[START]

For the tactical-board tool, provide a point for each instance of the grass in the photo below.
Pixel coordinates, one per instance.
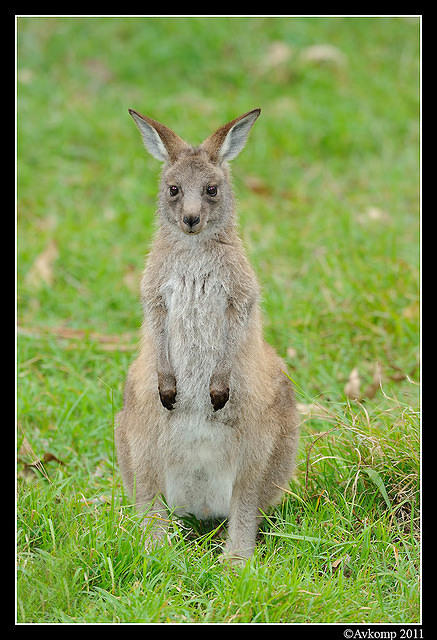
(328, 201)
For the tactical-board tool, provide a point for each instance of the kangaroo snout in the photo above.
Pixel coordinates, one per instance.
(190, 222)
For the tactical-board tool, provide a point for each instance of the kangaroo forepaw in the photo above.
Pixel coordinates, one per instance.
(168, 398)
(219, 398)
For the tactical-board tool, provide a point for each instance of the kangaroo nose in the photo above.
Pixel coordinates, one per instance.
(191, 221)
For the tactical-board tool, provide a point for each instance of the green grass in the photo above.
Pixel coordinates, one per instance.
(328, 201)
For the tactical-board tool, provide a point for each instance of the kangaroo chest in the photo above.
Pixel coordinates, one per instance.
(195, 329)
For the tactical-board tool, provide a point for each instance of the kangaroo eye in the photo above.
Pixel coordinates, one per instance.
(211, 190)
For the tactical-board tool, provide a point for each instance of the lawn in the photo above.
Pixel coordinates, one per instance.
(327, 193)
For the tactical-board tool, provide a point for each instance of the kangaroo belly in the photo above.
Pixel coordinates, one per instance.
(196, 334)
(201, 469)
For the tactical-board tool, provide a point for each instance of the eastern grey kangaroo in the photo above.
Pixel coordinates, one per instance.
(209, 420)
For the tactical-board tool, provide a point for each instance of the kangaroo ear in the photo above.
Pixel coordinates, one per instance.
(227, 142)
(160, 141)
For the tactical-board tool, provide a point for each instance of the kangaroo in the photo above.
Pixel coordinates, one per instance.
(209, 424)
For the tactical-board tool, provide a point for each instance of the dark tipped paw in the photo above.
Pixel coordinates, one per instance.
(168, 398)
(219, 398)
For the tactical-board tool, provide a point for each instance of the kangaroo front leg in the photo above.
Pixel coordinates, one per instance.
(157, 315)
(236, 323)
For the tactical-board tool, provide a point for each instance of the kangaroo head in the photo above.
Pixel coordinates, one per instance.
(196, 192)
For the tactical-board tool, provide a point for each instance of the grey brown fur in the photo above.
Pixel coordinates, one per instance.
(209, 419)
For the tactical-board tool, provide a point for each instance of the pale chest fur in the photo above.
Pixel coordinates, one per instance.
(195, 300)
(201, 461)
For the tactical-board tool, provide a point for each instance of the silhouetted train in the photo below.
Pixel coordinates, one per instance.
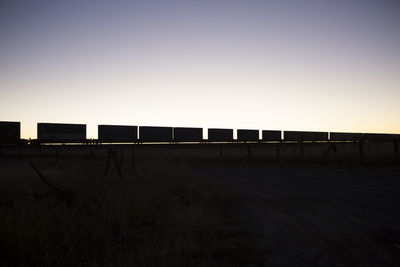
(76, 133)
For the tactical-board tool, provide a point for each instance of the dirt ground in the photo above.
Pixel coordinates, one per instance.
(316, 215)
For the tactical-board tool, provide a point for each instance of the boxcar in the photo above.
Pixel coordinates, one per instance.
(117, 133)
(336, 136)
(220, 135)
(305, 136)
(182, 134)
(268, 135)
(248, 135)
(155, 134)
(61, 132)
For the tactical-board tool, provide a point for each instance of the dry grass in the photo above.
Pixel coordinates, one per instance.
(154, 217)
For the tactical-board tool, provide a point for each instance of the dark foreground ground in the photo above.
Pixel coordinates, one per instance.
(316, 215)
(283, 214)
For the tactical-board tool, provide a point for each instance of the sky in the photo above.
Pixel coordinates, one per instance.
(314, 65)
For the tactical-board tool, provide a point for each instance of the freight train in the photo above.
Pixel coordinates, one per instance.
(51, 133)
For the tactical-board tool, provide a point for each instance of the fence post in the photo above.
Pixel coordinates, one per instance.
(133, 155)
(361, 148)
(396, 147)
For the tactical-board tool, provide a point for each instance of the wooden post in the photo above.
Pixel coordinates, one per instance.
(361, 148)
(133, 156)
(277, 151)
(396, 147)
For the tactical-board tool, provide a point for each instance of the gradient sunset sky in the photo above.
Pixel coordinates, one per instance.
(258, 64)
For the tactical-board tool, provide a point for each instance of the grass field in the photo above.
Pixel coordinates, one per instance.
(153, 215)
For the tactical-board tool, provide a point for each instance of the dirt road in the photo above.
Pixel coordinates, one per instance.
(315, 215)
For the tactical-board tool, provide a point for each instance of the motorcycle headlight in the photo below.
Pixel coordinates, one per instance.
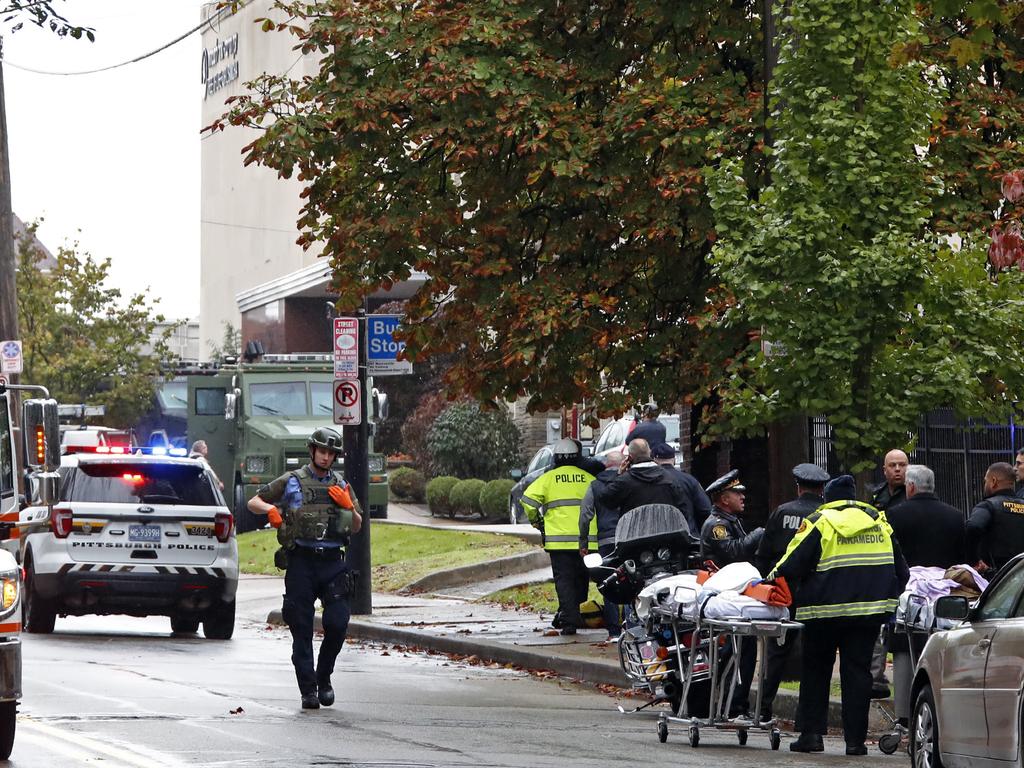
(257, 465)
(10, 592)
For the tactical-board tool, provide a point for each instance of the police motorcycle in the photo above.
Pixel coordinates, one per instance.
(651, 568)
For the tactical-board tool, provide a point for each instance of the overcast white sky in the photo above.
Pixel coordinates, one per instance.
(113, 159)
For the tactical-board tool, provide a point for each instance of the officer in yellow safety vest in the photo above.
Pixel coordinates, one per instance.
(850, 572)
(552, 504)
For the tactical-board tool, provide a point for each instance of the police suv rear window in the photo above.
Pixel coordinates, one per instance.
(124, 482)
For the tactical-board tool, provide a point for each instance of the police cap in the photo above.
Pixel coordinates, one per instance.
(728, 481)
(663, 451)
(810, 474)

[END]
[START]

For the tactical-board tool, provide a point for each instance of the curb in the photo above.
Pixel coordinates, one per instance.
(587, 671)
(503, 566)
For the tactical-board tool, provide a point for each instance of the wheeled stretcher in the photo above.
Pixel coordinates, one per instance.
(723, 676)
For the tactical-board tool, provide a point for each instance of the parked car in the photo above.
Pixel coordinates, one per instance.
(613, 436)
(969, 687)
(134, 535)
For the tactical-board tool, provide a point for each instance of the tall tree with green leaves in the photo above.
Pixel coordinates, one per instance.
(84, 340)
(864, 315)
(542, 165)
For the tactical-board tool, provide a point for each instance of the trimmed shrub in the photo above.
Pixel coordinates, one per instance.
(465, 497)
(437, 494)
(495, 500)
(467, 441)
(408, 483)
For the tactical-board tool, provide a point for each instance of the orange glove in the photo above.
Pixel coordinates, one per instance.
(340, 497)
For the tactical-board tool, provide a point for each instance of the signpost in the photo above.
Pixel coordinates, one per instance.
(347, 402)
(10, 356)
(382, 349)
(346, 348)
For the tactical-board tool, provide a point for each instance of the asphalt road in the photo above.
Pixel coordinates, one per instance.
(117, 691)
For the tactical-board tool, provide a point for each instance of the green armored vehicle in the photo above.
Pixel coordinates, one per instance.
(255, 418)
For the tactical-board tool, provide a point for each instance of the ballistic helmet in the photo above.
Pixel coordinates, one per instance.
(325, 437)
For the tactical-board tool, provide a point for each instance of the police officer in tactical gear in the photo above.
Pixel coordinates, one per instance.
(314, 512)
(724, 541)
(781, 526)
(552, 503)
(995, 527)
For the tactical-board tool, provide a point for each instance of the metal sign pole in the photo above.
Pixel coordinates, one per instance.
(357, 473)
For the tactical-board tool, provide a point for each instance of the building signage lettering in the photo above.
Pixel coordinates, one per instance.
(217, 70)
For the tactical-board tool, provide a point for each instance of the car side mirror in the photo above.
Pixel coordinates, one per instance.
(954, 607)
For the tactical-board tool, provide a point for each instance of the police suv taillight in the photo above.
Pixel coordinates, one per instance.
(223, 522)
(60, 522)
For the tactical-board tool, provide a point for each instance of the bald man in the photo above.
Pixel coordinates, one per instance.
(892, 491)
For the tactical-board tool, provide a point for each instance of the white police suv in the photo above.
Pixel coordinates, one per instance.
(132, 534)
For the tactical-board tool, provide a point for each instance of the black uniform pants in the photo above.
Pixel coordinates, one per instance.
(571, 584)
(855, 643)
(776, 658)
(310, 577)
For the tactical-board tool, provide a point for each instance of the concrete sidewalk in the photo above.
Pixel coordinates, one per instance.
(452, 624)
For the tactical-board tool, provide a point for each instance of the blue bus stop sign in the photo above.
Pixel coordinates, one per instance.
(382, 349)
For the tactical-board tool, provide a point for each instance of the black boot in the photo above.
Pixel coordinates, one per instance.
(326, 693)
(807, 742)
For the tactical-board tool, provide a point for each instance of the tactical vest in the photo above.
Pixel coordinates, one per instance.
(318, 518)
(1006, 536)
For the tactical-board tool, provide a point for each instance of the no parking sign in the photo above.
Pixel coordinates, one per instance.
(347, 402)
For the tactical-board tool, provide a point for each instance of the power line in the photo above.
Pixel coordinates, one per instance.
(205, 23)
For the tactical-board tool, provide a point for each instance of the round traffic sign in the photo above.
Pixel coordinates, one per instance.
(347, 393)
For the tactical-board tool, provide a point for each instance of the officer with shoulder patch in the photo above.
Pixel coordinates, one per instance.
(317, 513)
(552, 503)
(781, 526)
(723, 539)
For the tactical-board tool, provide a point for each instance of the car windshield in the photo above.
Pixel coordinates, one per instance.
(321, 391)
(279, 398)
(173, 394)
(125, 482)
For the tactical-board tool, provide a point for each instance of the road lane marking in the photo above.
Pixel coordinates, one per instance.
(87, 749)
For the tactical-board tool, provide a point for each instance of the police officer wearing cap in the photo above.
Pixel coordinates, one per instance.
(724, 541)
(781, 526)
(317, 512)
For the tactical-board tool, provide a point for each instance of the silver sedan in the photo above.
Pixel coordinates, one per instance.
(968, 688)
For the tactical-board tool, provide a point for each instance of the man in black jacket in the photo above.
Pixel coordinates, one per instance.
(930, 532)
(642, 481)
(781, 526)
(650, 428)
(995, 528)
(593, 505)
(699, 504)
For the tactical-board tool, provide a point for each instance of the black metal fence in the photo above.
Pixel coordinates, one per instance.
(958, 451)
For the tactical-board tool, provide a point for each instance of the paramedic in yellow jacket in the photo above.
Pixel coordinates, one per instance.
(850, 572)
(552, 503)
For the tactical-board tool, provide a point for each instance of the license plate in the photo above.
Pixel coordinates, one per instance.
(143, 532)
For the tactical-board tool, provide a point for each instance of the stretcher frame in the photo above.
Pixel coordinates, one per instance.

[END]

WHAT IS EXPECTED:
Which lines in the entries above contain the word "white"? Collect each one and copy it out in full.

ANSWER FOR THE TASK:
For the tactical-board tool, provide a point for each instance of the overcast white sky in the photo above.
For the tactical-board tool, provide a point for each instance of the white police suv in the photo above.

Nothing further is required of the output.